> _Problem description_
Render the material from its first line through the line containing "371 151 394 224" as a numbered list, leaving out any blank lines.

(Collected data entries)

↓

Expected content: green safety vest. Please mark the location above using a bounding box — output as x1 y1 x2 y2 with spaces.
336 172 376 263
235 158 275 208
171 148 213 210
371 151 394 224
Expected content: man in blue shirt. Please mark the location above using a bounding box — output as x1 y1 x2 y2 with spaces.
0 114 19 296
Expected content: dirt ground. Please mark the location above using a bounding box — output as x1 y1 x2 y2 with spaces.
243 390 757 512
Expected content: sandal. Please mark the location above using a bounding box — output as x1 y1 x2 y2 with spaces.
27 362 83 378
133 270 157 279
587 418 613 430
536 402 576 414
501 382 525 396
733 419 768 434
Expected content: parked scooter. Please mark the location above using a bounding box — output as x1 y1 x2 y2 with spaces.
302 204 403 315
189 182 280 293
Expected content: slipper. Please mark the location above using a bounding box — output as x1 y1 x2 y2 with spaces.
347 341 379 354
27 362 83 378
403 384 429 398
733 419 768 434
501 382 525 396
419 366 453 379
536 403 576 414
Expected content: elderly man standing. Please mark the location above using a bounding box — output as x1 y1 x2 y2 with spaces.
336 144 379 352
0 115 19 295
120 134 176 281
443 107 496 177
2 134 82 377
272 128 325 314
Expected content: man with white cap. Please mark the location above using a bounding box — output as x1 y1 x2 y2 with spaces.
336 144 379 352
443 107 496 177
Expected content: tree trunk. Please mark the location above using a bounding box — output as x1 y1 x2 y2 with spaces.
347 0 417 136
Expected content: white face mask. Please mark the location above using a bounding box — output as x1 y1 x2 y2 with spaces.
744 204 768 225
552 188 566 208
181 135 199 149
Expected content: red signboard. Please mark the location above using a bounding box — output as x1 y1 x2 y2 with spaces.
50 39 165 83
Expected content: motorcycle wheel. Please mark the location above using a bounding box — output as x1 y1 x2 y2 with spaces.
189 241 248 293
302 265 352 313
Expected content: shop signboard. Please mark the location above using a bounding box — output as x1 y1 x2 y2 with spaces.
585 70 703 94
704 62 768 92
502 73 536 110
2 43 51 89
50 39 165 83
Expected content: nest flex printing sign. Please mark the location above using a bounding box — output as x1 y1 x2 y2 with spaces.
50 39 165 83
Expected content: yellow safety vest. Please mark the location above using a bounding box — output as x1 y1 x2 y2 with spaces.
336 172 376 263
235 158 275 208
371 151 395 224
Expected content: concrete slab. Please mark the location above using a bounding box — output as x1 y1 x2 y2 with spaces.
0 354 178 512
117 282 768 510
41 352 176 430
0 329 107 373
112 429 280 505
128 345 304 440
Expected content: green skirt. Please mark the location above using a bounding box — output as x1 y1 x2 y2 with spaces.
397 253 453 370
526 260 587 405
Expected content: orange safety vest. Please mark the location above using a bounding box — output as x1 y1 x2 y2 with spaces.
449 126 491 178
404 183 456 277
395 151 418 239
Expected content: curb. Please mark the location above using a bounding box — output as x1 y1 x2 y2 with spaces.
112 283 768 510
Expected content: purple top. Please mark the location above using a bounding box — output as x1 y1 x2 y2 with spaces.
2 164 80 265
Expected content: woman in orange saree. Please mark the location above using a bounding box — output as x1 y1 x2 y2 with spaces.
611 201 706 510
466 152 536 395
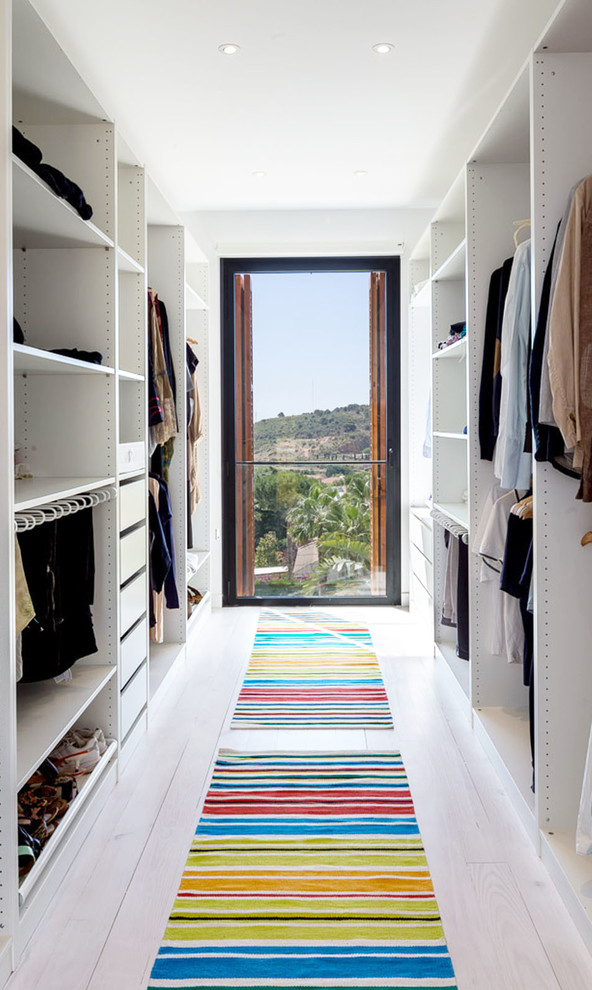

↑

> _Problem solution_
1. Expected content: green safety vest. Please mark the location above using a bounding box — output as x1 y1 x2 y2 with spaces.
2. 336 172 376 263
3. 235 158 275 208
4. 171 148 213 210
5. 371 151 394 224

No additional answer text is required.